* [Direction] Rewrite only the entries from the line containing "request: give the outline of every instance of the white" down to the line containing "[[[561,169],[495,176],[503,262],[571,262],[572,233]]]", both included, with "white sheet sign" changed to "white banner" and nothing else altered.

* [Rows]
⟨
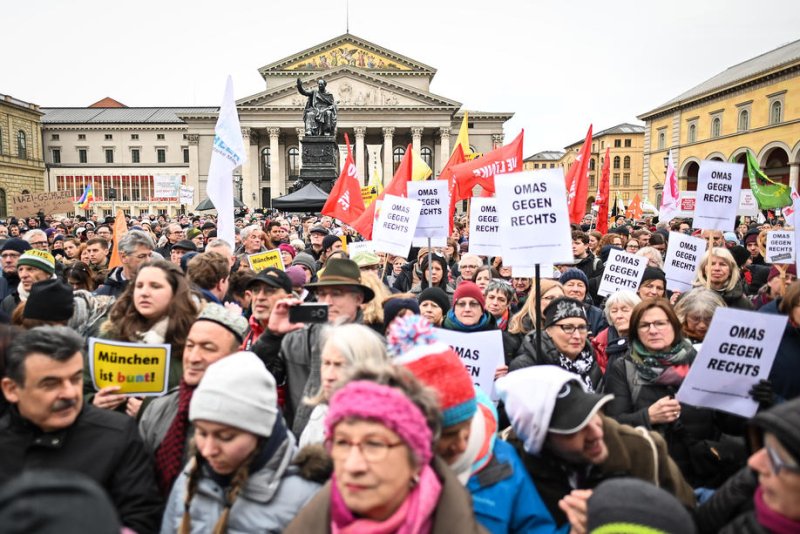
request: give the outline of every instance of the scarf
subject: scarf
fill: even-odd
⟩
⟨
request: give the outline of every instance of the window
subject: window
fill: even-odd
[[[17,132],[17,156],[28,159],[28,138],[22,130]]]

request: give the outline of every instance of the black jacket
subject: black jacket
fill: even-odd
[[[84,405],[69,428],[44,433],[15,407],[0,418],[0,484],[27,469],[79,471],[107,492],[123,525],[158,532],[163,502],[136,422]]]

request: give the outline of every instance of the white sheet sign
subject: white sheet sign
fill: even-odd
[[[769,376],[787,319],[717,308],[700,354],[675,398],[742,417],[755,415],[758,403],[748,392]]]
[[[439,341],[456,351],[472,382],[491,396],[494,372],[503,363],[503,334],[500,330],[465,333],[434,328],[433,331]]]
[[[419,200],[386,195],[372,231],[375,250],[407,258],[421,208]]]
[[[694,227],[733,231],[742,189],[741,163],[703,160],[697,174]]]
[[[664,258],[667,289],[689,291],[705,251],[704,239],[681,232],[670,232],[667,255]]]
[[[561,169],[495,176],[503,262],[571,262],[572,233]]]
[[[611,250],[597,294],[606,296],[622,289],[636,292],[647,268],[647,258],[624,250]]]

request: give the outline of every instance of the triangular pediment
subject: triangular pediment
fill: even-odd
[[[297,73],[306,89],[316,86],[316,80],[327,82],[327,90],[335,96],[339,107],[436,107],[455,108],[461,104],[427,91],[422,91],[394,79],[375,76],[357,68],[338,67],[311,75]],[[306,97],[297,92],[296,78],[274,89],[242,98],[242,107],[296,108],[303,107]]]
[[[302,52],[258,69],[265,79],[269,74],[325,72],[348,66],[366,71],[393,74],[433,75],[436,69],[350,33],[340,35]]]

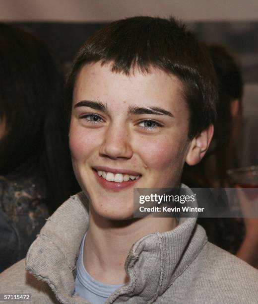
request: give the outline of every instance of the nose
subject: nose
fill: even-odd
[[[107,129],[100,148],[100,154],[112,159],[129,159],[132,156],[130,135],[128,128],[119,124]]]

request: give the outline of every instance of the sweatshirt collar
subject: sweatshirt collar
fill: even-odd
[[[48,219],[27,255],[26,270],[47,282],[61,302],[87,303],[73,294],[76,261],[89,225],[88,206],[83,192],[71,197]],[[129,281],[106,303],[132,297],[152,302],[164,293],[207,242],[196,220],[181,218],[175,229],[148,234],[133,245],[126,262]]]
⟩
* [Full answer]
request: give the outline of every instance of the white banner
subject: white banner
fill: even-odd
[[[769,376],[787,319],[717,308],[700,354],[675,398],[742,417],[755,415],[758,403],[748,392]]]
[[[439,341],[456,351],[472,382],[491,396],[494,372],[503,363],[503,334],[500,330],[465,333],[434,328],[433,331]]]
[[[419,200],[386,195],[372,231],[375,250],[407,258],[421,208]]]
[[[694,227],[733,231],[742,189],[741,163],[703,160],[697,174]]]
[[[664,258],[667,289],[689,291],[705,251],[704,239],[681,232],[670,232],[667,255]]]
[[[561,169],[495,176],[503,262],[571,262],[572,233]]]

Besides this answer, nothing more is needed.